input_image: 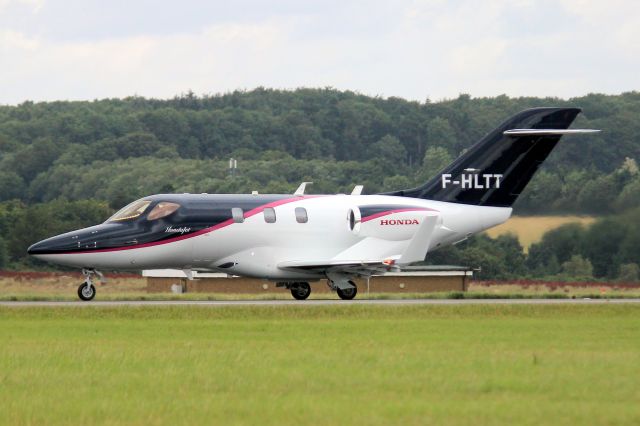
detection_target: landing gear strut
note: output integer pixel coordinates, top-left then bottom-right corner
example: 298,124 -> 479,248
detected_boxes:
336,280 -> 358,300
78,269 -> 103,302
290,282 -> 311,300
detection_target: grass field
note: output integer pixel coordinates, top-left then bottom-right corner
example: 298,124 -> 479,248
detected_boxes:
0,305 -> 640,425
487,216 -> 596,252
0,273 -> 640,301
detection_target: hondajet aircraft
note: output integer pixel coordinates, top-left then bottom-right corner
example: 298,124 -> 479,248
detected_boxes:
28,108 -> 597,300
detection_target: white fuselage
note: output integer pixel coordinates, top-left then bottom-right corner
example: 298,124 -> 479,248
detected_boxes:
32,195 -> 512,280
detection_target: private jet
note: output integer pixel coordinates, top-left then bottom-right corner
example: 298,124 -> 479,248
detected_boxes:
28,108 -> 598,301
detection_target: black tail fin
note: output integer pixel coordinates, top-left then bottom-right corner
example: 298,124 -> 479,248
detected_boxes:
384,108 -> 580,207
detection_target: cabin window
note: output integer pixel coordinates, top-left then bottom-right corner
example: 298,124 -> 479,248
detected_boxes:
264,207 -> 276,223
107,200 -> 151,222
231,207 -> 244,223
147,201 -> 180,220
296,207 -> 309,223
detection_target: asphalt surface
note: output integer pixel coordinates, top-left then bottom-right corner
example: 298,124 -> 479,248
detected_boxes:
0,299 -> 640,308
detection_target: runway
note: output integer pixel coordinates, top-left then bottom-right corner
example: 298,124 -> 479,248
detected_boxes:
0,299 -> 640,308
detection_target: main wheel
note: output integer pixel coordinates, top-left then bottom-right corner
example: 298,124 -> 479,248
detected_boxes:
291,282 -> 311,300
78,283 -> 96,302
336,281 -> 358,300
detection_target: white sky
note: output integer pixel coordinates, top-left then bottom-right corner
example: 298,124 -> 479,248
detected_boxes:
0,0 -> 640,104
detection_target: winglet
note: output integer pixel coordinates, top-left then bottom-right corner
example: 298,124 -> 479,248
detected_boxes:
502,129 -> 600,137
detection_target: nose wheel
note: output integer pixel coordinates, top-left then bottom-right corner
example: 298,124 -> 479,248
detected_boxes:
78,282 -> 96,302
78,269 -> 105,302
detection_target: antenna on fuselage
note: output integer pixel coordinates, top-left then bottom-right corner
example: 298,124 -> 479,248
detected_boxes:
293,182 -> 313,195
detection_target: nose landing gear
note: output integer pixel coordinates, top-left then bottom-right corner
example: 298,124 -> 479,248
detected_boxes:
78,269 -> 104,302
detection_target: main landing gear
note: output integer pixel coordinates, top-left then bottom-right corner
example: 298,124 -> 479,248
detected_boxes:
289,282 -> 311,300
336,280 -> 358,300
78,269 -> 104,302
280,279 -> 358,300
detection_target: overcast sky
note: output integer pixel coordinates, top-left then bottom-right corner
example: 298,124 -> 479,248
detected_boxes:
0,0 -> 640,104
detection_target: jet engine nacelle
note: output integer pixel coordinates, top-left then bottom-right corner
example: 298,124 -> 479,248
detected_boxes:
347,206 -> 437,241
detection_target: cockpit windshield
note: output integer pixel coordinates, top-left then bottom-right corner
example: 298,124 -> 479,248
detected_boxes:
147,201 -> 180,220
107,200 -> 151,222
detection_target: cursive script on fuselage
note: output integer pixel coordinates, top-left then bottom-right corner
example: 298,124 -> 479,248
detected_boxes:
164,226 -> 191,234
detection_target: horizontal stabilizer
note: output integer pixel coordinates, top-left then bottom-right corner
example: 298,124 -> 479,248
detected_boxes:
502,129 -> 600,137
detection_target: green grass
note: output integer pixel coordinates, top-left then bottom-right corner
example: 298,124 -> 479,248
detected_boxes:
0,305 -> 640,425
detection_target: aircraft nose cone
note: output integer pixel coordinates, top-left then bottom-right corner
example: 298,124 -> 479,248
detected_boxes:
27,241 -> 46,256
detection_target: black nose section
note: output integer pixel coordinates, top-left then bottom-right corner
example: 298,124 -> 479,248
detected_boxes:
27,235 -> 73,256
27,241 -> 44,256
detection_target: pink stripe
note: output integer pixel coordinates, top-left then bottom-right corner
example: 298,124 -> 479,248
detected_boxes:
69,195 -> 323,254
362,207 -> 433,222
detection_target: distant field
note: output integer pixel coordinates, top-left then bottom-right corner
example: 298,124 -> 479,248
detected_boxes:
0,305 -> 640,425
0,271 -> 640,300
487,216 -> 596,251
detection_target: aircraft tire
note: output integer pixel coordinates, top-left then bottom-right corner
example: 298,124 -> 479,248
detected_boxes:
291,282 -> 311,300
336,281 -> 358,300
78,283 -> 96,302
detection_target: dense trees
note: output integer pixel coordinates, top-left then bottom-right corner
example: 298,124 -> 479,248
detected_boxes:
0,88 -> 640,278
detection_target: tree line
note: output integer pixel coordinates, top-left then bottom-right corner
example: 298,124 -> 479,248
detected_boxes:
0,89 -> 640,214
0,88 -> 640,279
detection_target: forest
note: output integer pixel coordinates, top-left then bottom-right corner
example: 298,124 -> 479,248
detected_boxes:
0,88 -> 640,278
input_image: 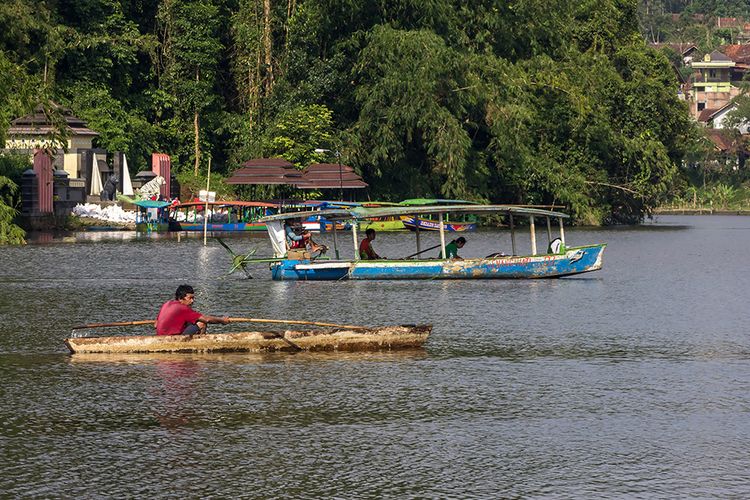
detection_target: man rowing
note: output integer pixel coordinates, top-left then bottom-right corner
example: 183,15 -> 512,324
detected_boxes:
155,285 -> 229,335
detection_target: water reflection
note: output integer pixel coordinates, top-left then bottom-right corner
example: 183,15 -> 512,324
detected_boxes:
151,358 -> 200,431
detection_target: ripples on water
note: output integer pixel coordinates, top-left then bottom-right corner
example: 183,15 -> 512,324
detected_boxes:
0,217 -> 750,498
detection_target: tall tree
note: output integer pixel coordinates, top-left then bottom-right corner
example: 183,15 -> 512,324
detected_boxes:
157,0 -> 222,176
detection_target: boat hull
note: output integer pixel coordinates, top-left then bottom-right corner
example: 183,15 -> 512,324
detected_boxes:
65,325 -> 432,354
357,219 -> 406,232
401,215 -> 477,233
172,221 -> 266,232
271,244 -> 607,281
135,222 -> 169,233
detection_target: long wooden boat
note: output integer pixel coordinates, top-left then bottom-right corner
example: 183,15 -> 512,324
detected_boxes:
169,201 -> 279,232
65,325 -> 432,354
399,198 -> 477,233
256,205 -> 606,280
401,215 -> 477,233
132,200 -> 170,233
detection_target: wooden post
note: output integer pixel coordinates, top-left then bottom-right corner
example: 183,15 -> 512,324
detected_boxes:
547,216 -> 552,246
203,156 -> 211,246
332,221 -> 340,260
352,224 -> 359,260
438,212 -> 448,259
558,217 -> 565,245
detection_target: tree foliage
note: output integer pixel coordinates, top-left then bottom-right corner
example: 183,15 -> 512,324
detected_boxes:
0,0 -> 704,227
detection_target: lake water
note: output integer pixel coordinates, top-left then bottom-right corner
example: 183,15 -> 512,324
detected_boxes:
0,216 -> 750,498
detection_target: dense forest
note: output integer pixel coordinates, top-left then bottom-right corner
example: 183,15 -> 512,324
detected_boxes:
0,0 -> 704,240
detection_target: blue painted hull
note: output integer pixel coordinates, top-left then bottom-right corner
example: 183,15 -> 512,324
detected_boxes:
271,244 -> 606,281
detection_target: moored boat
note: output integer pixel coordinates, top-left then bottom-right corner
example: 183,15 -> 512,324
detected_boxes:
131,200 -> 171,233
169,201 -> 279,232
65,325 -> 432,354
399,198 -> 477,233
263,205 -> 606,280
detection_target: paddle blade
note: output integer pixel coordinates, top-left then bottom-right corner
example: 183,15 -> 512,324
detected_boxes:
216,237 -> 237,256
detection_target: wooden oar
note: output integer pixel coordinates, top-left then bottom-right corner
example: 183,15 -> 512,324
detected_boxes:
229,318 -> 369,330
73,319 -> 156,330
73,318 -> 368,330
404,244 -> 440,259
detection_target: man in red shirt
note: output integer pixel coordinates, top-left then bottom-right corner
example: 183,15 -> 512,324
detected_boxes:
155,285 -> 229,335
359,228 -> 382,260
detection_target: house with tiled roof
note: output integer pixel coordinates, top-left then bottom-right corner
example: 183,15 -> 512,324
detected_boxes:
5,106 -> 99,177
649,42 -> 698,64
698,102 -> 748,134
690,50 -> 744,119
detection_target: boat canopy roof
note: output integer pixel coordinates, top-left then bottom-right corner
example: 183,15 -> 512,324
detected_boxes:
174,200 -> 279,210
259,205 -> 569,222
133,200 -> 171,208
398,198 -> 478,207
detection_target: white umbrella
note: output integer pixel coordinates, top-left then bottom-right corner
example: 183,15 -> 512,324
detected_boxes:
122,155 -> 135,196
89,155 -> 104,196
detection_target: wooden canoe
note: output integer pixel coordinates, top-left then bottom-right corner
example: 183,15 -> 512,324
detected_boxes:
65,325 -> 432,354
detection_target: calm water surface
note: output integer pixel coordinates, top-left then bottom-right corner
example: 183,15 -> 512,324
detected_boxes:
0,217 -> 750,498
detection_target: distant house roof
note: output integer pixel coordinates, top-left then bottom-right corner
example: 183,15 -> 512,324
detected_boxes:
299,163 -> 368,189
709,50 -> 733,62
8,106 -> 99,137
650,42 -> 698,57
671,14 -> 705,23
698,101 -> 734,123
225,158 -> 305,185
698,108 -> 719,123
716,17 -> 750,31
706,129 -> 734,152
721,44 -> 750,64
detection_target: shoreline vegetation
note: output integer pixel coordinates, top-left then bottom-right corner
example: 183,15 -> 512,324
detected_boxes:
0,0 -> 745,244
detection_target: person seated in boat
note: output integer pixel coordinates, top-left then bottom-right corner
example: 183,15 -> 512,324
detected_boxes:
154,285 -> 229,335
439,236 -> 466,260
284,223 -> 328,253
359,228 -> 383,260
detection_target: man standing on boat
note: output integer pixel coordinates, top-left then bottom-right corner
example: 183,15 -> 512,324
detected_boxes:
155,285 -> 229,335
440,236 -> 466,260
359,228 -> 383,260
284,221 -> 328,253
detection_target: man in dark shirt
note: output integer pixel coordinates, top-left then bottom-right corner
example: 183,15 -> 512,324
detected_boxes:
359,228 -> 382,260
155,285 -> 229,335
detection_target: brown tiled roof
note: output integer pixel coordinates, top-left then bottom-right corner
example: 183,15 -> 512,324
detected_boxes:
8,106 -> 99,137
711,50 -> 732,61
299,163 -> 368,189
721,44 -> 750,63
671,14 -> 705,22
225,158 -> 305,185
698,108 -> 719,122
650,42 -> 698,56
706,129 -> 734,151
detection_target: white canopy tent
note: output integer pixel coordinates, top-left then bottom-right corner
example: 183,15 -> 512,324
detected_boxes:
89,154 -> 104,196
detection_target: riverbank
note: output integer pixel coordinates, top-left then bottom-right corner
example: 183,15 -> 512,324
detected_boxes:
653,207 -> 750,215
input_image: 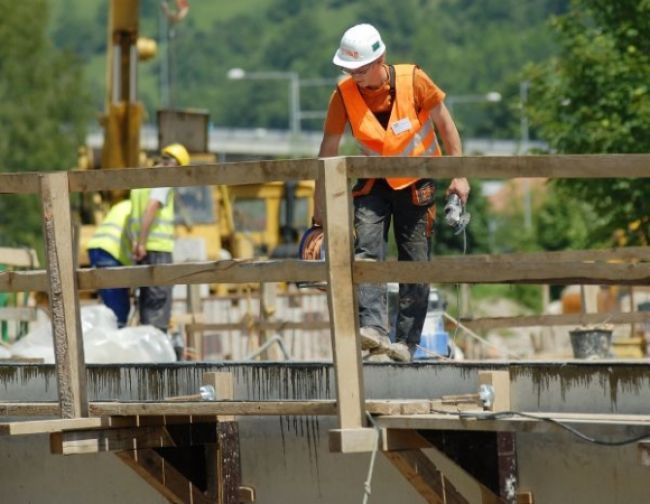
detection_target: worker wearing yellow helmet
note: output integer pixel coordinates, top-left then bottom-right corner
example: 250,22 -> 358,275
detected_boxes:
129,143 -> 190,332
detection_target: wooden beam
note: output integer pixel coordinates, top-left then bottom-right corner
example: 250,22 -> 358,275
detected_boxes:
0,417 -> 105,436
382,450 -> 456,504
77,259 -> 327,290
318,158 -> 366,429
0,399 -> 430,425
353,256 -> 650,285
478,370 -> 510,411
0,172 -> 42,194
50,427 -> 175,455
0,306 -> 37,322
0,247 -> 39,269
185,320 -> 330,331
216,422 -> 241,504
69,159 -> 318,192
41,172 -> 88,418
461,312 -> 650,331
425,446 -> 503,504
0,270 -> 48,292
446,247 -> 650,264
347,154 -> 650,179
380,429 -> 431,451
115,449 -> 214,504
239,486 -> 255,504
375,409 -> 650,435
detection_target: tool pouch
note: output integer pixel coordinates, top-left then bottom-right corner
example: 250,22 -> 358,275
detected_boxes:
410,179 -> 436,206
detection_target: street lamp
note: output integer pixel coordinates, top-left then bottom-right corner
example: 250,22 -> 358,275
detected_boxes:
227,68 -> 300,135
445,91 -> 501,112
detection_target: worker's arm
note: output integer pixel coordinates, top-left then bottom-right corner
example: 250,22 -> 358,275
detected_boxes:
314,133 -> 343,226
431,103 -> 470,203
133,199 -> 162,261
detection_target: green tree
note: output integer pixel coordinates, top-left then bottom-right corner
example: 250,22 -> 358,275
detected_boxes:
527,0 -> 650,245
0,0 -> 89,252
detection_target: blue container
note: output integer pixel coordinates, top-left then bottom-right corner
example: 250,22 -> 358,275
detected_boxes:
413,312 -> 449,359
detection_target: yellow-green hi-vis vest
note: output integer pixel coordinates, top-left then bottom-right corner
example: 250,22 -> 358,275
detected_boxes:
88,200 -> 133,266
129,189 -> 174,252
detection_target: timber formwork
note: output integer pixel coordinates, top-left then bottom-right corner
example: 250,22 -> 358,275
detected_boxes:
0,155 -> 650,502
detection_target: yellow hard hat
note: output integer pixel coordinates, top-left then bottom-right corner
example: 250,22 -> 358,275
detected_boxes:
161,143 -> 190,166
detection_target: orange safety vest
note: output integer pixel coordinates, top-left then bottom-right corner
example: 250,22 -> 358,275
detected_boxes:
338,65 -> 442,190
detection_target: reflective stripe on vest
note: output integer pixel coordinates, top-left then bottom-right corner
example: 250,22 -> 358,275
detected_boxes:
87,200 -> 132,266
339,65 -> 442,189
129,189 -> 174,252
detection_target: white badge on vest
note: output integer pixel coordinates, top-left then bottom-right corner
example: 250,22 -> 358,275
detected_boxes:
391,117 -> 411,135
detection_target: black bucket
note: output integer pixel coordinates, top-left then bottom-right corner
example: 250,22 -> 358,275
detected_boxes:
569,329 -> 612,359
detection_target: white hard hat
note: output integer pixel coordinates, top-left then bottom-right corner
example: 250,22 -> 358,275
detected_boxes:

===============

_Instruction_: Locate each line in the data containing the word "water" and copy those lines.

_Reply to the exercise_:
detection_target: water reflection
detection_target: ripples on water
detection_target: lake water
detection_target: calm water surface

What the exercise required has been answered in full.